→ **Görev**: Fehmi Nalbant'ın parti değiştirmesini anlatan aşağıdaki yazıda "Fehmi Nalbant beni" sözlerinden başlayıp "da methiyeler düzüyordu." sözleri de dahil olmak üzere o sözlere kadar uzanan bölümü aynen yeniden yazın.

→ **Okunacak metin**:
1994 yılına kadar Eskişehir’in Mihalgazi ilçesinde yaşıyordu. Ani bir kararla baba ocağına dönüş yaptı. Sonra DYP’den Azdavay Belediye Başkanı seçildi.

Sonraki yıllarda ANAP, MHP, Refah dahil bir çok parti değiştirerek seçimlere katıldı. Son partisinden Azdavay’da seçilemeyince yine Eskişehir’in Mihalgazi ilçesine dönerek bu sefer Sadet Partisi’nden aday oldu.

Fehmi Nalbant sürekli parti değiştirdiği için o dönemlerde ulusal basında ‘Fırıldak Fehmi’ lakabı takılmıştı.

O günlerde   “Fırıldak Fehmi yine parti değiştirdi diye haber yapmıştım…”

Fehmi Nalbant beni  o haberin yayınlandığı gün telefonla aradı. İlk başta  tepki göstereceğini düşünerek buyrun başkanım diyerek  açtım telefonu…

-Ya İzzet bey, bugün benimle  ilgili bir haber yapmışsın.

-Evet başkanım yaptım.

-Valla arkadaş doğruya doğru ben hiç düşünemedim ama Türk Dil Kurumu’nun kitapçığın da sürekli yer değiştiren, sürekli adres değiştiren, rüzgara göre yön değiştiren pervaneye fırıldak deniliyormuş!” dedi.

-Baktım başkan öfkeli değil yaptığım habere kızmamış ve bana da methiyeler düzüyordu.

-Başkanım ben öyle demek istemedim  haberi yaptım gazetenin Ankara’daki müdürleri öyle başlık atmış diyerek topu üzerimden atmıştım.

-Azdavay’da son girdiği seçimi kazanamadı. Siyaset onun mesleğiydi adeta Eskişehir’e döndü,  orada Mihalgazi ilçesinden bu sefer Saadet Partisi’nden aday oldu ama yine  kazanamadı.

Şimdi bu hikayeyi niye anlattım…

Dün akşam telefonum çaldı.

→ **Verilen öğeler**:
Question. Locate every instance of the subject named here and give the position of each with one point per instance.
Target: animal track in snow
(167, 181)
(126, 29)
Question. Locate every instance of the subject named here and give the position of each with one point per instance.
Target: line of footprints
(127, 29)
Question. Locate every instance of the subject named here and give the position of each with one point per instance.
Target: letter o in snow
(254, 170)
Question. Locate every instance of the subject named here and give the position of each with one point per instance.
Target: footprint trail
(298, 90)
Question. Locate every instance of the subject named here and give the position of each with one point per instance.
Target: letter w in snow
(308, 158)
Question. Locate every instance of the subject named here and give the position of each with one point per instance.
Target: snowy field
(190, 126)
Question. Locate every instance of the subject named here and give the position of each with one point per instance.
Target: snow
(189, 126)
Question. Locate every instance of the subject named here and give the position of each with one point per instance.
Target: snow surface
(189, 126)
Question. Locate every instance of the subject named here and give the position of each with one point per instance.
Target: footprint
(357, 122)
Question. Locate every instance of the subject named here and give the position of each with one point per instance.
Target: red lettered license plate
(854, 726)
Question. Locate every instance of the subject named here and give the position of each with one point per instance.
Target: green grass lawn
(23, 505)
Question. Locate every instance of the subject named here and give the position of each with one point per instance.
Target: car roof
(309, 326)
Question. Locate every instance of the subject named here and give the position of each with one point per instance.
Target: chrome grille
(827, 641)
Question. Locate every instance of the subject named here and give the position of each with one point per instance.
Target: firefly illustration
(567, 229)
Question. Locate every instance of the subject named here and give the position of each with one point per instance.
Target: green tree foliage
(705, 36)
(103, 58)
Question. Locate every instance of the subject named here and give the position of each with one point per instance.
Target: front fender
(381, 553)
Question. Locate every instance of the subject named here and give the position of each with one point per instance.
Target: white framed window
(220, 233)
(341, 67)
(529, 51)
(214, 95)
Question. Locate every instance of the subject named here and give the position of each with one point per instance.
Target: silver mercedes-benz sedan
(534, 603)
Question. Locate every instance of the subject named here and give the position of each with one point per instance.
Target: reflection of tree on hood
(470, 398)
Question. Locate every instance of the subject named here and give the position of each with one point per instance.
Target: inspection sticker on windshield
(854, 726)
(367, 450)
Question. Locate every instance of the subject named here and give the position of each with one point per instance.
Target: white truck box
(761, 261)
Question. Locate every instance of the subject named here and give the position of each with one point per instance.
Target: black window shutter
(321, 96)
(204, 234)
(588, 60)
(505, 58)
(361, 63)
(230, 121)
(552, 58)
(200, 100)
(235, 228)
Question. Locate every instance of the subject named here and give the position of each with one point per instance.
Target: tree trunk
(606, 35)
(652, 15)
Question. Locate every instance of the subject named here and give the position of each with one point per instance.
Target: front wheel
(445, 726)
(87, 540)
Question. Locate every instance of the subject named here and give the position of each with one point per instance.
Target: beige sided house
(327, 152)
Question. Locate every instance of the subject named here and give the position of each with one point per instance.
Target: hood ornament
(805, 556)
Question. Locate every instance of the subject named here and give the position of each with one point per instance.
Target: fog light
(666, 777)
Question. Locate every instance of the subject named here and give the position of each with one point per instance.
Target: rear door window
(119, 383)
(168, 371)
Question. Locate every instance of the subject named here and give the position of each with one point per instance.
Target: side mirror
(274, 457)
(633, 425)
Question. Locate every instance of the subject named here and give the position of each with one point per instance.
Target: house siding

→ **Yanıt**:
Fehmi Nalbant beni  o haberin yayınlandığı gün telefonla aradı. İlk başta  tepki göstereceğini düşünerek buyrun başkanım diyerek  açtım telefonu…

-Ya İzzet bey, bugün benimle  ilgili bir haber yapmışsın.

-Evet başkanım yaptım.

-Valla arkadaş doğruya doğru ben hiç düşünemedim ama Türk Dil Kurumu’nun kitapçığın da sürekli yer değiştiren, sürekli adres değiştiren, rüzgara göre yön değiştiren pervaneye fırıldak deniliyormuş!” dedi.

-Baktım başkan öfkeli değil yaptığım habere kızmamış ve bana da methiyeler düzüyordu.